* GOAL
Substitute "pale" for "white" in the rows from the line with "Target: jacket lapel" to the line with "Target: white beard", and write out those lines with nothing else changed.
»»
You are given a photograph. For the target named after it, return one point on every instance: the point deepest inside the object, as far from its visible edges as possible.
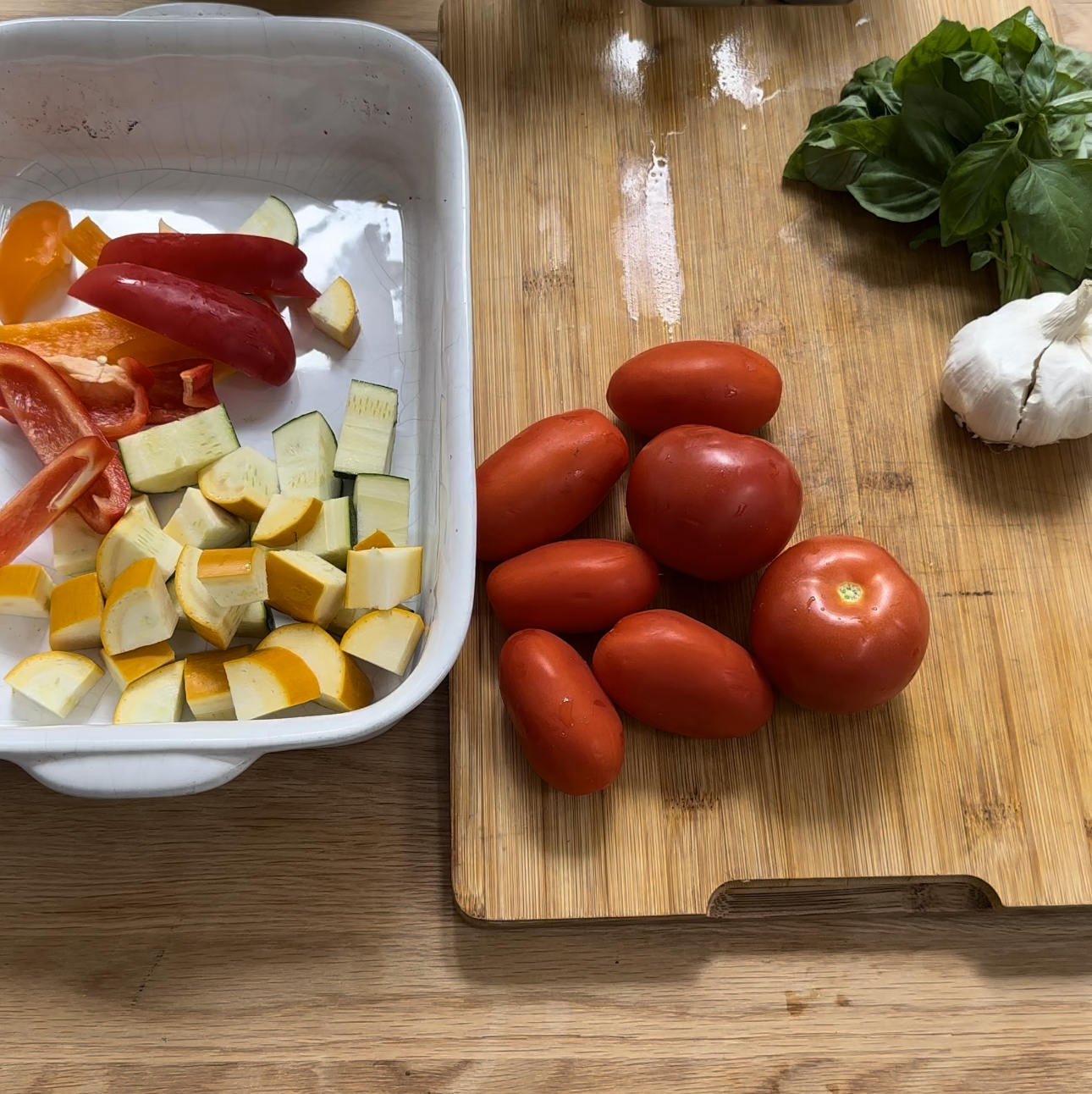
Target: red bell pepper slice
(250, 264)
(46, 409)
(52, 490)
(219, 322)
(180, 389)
««
»»
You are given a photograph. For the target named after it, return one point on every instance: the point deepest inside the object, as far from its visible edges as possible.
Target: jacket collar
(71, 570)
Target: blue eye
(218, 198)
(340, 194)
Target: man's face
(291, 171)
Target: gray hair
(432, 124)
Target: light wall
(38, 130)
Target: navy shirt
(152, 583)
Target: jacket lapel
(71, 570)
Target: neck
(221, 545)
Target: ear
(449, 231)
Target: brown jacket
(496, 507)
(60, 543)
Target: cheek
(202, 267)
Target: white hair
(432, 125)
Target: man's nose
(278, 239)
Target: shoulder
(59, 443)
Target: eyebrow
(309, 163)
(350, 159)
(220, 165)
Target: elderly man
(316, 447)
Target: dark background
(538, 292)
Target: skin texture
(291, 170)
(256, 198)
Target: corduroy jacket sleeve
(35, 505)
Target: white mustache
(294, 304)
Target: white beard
««
* RESPONSE TO THE EXERCISE
Target: jacket lapel
(71, 570)
Target: neck
(221, 545)
Target: ear
(449, 231)
Target: brown jacket
(496, 507)
(60, 543)
Target: cheek
(202, 267)
Target: pale hair
(432, 125)
Target: man's nose
(278, 239)
Target: shoulder
(59, 443)
Target: eyebrow
(309, 163)
(350, 159)
(220, 165)
Target: elderly man
(316, 447)
Target: dark background
(538, 292)
Target: skin texture
(291, 170)
(256, 198)
Target: corduroy jacket sleeve
(35, 505)
Target: pale mustache
(294, 304)
Target: pale beard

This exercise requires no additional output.